Er is vaak frictie tussen de afbraak van schuren of stallen en steenuilbehoud met de Rood voor Rood-regeling

Zorgenkindjes van de Nederlandse natuur

Steenuilen spreken tot vrijwel ieders verbeelding maar hebben het moeilijk in Nederland. Als bewoners van het oude boeren- en cultuurlandschap met een schakering van erven, heggen, houtwallen en omheinde weilandjes met paarden en schapen zijn ze sterk afhankelijk geworden van open dorpsranden, uiterwaarden en kleinschalige landschappen in het oosten van het land. Vooral de leefgebieden in westelijk Nederland zijn onder druk komen te staan door velerlei ruimtelijke ontwikkelingen en in het oosten speelt de Rood voor Rood – regeling met de afbraak van veel boerenschuren in hoge mate parten.

**Getoonde regels**
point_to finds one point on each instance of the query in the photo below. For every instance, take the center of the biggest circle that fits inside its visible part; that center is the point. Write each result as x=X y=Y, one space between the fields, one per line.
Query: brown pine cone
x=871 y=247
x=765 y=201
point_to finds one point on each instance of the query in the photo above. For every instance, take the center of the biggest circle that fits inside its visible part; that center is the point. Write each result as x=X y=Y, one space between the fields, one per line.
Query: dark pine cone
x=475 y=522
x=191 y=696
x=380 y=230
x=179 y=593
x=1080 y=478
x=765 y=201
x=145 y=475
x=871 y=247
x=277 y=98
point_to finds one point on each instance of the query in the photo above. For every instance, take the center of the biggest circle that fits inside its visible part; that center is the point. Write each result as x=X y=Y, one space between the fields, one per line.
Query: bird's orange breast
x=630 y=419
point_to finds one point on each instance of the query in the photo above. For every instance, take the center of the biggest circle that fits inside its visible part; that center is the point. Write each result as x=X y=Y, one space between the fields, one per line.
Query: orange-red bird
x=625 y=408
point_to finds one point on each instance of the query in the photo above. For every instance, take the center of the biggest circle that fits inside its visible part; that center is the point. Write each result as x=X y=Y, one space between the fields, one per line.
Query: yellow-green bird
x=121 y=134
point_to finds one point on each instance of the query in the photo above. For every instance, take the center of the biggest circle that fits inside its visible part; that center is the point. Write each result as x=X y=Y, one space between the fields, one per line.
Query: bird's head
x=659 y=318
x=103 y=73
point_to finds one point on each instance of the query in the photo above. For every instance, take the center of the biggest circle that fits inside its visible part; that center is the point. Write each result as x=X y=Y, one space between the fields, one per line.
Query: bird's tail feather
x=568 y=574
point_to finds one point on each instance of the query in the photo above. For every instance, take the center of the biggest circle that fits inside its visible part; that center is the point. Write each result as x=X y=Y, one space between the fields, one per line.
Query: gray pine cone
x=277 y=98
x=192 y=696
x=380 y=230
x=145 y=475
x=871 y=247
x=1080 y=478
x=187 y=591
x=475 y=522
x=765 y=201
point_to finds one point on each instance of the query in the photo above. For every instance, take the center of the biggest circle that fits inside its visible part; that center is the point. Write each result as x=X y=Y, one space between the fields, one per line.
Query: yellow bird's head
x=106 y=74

**Uw opdracht**
Beantwoord de volgende vragen over de tekst over steenuilen, elk op een eigen regel:
(a) Welke regeling noemt de kop als bron van frictie met het behoud van steenuilen?
(b) Van welke gebieden en landschappen zijn steenuilen sterk afhankelijk geworden?
(c) In welk deel van Nederland staan de leefgebieden vooral onder druk door ruimtelijke ontwikkelingen?

**Uitgevoerde opdracht**
(a) De Rood voor Rood-regeling.
(b) Van open dorpsranden, uiterwaarden en kleinschalige landschappen in het oosten van het land.
(c) In westelijk Nederland.